▶ **Problem**
Please extract the stretch from "Moray eels provide" through "to speak of." in the moray eel passage below, word for word.

Moray eels provide an ideal test of this idea. They are poor swimmers as juveniles, and adults stick to a few square meters of reef. On the other hand, they have an extremely long-lived pelagic form.
Whereas another fish’s pelagic larvae might live for a month or two, moray eel larvae can persist for several months or even years.
The slender, elongate larva, called a leptocephalus, is one of the simplest self-sustaining vertebrate forms, says Reece. Its body wall is only one cell thick and it has no digestive tract to speak of.
“Most reef-fish larvae feed on plankton in the water column,” Reece says. “Moray larvae are so simple, they can’t digest plankton, so they feed on the shed exoskeleton of plankton and on plankton excrement.”
“It’s ironic these vicious predators start out too delicate to eat even plankton ? they have to eat plankton poop and work their way up,” he says laughing.
Barriers in the ocean?
In biology textbooks the go-to mechanism for speciation (or the splitting of a population into two groups that no longer interbreed) is geographic isolation. One group gets separated from the other, by for example, the formation of a mountain, and then over time natural selection and genetic drift gradually remodel the two similar groups into two dissimilar ones.
The question is whether there are barriers in the ocean that play the same role in speciation as the mountain ranges do on land.
Two suspects are the Eastern Pacific Barrier and the Sunda Shelf. The Eastern Pacific Barrier is a stretch of open ocean 3000 to 5000 kilometers wide that separates the Hawaiian archipelago and the Central Pacific Islands from the Americas. “That’s just too much open ocean for larvae to cross,” says Reece.
The Sunda Shelf, on the other hand, is an area of relatively shallow water between the Indian Ocean and the Pacific Ocean that has been repeatedly exposed when sea levels fell during periods of extensive glaciation.
Were the undulated and yellow-edged morays on either side of these barriers distinguishable genetically?
To find out the biologists looked at selected mitochondrial and nuclear genes and asked whether there were unique alleles (variants) of these genes and whether the degree of variance was correlated with geographic separation.
They found lots of variation among the eel genes they examined, but virtually none of it had any geographic structure. In other words where the eel was living didn’t predict its genetic makeup.
“Some of the sampling sites are about 22,000 kilometers apart, so essentially two-thirds of the globe,” says Reece. “Yet you find the same alleles in South Africa as you do in Panama.”
“The only way to get shared genetic material across these distances,” says Reece, “is through gene flow.” The leptocephali, in other words, are efficiently ferrying genes from one population to the next, keeping the gene pool well stirred.
Several other reef fishes are also known to have highly dispersive pelagic stages. However, even these species show genetic partitions at major biogeographic barriers. The moray eels are in a class unto themselves, the champion dispersers.
Unsolved mystery
Although the phylogeographic survey answered some questions, it raised others.
If both species of eel are able to maintain genetic connectivity across the entire ocean basin, how did the species arise in the first place?
And not just these two species. Altogether there are 150 species of moray eel in the Indo-Pacific, including the giant, ribbon, snowflake, zebra, dragon, pink-lipped and freckled morays, the slenderjaw, hookjaw, viper, vagrant, lipspot and enigmatic eels . . . and many more.
When and how did they form separate species if their larvae make them nearly impervious to geographic isolation?
To further complicate things, says Reece, many of eel species share habitat, share distributions and share prey items. In most groups, he says, when that happens one species outcompetes the other and the loser disappears. The same rules don’t seem to apply in the morays and nobody knows why.
In other words, he may have found his postdoctoral as well as his doctoral research lurking under that ledge.

▶ **Listed entries**
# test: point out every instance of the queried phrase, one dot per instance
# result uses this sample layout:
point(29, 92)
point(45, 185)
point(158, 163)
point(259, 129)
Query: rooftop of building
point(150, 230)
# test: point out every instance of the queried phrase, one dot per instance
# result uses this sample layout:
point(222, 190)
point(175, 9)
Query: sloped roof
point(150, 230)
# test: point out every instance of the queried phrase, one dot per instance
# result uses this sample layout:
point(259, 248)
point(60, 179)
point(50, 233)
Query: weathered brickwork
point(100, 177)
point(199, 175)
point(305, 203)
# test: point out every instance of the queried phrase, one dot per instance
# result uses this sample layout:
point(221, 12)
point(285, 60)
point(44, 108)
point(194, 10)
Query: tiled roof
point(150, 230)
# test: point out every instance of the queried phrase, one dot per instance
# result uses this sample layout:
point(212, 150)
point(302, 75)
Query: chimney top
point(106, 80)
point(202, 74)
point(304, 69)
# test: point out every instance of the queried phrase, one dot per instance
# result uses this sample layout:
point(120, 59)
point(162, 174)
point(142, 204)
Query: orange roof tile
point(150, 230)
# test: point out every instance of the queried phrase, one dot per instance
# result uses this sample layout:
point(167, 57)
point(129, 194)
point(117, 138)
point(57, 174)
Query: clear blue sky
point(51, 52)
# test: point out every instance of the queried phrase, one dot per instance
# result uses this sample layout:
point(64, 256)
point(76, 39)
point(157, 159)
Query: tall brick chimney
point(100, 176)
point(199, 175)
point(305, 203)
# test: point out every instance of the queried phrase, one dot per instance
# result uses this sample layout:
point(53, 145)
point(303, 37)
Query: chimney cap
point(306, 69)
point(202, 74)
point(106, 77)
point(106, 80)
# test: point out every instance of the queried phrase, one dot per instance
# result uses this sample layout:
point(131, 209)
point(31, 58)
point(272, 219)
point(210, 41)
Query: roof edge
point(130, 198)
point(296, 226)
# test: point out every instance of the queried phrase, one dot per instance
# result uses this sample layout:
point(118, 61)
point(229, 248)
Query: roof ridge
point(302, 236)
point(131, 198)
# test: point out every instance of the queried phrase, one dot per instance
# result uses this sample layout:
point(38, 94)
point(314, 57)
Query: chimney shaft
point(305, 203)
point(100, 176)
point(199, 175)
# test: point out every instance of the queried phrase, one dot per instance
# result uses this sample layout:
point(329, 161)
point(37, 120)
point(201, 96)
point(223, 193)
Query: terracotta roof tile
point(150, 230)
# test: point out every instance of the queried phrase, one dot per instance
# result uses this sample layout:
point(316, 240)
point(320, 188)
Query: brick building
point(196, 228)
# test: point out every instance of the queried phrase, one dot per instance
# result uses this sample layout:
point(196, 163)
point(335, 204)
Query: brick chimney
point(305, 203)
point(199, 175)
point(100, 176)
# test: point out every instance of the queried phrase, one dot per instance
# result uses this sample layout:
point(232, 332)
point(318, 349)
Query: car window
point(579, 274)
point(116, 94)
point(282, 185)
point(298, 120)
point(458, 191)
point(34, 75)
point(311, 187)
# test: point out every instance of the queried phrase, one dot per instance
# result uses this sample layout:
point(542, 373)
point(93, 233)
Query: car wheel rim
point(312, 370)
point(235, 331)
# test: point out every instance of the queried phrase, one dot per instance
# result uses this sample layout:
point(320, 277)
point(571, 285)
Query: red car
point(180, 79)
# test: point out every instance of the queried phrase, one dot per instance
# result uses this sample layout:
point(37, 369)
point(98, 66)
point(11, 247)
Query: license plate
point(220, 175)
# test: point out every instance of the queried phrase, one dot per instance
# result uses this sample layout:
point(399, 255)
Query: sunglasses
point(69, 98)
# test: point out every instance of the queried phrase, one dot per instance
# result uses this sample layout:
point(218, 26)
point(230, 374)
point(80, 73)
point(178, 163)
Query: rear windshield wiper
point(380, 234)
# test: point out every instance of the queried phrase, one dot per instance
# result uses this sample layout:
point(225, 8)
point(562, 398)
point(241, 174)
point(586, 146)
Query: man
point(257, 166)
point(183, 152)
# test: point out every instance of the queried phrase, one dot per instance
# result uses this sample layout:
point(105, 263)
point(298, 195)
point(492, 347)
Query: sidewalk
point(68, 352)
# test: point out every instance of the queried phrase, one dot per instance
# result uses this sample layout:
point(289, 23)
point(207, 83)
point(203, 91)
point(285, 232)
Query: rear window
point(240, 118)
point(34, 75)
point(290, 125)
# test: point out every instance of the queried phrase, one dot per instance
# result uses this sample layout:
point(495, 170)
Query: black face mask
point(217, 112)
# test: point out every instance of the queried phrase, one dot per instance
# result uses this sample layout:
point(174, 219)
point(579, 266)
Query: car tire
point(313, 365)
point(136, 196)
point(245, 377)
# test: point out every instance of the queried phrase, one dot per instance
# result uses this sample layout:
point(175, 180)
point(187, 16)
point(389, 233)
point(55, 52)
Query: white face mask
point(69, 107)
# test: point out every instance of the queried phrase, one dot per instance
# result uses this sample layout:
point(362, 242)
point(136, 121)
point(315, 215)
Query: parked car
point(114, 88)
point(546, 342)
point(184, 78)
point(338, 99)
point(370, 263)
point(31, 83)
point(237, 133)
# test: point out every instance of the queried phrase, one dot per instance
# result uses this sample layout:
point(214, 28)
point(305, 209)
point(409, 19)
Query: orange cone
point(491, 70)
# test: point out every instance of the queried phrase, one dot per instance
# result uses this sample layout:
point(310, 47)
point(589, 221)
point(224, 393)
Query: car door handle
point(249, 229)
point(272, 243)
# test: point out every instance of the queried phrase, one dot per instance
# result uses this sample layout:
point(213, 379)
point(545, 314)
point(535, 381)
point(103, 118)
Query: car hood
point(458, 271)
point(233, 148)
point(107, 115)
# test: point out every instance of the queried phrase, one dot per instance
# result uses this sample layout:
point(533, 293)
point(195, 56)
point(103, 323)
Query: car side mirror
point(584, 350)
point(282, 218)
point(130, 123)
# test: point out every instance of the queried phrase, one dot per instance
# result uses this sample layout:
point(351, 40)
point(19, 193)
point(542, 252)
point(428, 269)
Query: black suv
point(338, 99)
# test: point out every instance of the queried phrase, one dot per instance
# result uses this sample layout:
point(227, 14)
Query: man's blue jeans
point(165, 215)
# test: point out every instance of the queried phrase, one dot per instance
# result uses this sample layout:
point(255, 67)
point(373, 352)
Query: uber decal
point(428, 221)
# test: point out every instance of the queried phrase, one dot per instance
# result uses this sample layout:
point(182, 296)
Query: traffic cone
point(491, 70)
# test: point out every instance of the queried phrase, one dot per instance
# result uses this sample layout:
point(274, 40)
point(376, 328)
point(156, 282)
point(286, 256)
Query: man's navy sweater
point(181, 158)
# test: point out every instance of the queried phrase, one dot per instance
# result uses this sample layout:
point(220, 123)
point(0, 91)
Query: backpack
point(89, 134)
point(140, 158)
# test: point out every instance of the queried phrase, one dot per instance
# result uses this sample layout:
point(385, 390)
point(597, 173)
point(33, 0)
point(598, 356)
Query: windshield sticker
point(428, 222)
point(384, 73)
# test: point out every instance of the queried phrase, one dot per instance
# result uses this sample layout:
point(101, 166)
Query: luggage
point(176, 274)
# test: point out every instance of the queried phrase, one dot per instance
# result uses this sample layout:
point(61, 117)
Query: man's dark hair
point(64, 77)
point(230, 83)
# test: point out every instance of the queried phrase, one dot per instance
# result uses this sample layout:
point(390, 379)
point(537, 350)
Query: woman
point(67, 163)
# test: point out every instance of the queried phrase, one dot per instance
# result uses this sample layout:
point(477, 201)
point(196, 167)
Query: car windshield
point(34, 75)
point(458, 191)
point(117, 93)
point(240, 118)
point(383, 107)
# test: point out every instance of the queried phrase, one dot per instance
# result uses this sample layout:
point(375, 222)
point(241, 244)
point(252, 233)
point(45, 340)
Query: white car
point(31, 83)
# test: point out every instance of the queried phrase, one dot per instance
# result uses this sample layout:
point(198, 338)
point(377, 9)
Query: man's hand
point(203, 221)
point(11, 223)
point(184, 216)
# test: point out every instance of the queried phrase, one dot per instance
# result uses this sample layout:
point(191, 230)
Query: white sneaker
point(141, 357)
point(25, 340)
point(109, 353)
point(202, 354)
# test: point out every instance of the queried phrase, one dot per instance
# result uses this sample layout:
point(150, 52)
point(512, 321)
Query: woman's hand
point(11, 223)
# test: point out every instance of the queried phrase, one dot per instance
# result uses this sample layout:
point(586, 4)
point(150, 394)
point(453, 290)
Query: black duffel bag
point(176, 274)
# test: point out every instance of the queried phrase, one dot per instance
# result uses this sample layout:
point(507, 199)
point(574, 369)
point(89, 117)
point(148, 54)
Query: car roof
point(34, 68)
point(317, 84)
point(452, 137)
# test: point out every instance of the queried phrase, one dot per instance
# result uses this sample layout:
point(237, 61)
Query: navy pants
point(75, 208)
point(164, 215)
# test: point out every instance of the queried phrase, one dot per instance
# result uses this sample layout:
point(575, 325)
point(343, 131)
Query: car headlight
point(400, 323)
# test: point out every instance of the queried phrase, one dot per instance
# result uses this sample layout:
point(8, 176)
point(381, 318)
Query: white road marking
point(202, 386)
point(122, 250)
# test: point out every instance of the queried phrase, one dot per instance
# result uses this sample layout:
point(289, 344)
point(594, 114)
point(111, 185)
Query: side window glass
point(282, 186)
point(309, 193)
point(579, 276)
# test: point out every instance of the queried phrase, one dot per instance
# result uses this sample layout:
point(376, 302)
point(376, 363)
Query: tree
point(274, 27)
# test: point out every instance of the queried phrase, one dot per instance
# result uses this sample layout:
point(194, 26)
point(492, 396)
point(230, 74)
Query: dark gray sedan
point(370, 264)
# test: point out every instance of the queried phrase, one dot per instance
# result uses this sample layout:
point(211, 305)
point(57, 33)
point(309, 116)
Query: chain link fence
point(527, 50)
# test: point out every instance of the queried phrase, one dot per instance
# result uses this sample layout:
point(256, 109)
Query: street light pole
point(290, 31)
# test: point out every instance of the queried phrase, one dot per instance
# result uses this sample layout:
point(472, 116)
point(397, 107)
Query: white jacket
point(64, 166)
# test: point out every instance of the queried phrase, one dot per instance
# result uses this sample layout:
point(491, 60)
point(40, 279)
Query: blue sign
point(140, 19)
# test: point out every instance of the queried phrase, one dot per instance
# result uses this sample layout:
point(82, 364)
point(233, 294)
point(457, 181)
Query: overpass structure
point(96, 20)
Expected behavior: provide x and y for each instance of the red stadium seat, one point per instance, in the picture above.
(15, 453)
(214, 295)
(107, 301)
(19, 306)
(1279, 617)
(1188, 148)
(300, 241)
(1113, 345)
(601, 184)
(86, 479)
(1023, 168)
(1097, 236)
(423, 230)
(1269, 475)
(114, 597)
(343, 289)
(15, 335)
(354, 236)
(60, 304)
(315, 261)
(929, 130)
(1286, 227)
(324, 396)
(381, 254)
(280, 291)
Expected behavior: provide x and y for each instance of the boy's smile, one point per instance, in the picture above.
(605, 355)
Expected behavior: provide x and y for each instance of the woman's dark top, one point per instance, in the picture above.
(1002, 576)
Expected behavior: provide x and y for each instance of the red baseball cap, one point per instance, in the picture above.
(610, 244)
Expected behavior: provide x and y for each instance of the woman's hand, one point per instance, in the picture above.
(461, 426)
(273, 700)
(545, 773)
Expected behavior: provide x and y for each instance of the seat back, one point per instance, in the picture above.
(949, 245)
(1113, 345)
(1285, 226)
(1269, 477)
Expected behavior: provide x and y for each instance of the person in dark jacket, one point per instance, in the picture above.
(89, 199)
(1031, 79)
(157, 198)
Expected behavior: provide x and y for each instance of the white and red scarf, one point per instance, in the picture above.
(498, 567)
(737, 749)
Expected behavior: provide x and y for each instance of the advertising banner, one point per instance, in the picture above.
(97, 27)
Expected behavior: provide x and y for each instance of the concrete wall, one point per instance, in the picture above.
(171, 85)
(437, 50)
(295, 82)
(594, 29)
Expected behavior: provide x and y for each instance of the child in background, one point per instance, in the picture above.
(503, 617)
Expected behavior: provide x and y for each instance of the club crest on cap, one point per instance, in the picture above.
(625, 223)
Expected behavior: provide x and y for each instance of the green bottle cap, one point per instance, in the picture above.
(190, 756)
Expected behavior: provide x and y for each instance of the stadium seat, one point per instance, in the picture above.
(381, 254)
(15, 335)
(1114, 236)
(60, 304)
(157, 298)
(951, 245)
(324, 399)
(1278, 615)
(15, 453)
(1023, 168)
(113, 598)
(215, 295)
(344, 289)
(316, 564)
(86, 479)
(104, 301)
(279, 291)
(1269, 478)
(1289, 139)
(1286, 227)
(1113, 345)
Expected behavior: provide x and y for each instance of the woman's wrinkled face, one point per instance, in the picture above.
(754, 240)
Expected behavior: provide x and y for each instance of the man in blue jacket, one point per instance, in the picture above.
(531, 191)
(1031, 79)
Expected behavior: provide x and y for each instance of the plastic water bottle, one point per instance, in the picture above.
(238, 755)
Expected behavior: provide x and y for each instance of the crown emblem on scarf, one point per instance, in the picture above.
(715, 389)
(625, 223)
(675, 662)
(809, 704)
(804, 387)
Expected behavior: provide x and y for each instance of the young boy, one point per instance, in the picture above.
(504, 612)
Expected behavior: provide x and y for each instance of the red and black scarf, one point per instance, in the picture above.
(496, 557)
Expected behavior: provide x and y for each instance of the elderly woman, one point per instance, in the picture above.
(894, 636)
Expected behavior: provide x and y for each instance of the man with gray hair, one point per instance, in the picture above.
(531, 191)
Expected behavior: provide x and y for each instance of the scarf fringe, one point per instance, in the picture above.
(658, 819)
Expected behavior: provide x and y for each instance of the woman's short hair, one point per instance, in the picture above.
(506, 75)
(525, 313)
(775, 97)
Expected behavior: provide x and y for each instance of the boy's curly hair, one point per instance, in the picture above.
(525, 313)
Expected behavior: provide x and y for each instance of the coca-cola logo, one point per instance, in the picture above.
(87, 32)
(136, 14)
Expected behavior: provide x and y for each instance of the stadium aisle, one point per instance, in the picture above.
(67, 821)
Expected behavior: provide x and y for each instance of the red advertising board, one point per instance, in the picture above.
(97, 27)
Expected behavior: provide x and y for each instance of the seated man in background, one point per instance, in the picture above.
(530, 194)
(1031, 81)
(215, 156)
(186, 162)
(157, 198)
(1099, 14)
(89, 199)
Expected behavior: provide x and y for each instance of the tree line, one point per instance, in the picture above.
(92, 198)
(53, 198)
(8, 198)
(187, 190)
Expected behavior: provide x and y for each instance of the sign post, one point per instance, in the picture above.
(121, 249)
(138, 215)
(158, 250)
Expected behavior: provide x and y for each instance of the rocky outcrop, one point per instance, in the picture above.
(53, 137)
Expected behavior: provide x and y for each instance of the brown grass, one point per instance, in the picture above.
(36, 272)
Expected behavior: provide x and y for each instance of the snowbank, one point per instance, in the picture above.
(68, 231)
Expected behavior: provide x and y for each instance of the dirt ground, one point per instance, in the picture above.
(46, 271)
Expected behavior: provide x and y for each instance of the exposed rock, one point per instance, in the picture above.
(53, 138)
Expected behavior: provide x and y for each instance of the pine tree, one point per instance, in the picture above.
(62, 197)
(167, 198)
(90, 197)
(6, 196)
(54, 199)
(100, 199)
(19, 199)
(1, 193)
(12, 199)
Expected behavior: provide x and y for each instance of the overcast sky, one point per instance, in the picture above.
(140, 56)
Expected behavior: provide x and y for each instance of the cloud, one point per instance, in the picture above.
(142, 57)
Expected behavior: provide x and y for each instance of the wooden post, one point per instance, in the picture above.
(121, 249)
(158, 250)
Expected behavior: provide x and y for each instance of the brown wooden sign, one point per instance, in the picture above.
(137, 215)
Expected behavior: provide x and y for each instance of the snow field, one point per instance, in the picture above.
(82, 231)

▶ **Response area**
Moray eels provide an ideal test of this idea. They are poor swimmers as juveniles, and adults stick to a few square meters of reef. On the other hand, they have an extremely long-lived pelagic form.
Whereas another fish’s pelagic larvae might live for a month or two, moray eel larvae can persist for several months or even years.
The slender, elongate larva, called a leptocephalus, is one of the simplest self-sustaining vertebrate forms, says Reece. Its body wall is only one cell thick and it has no digestive tract to speak of.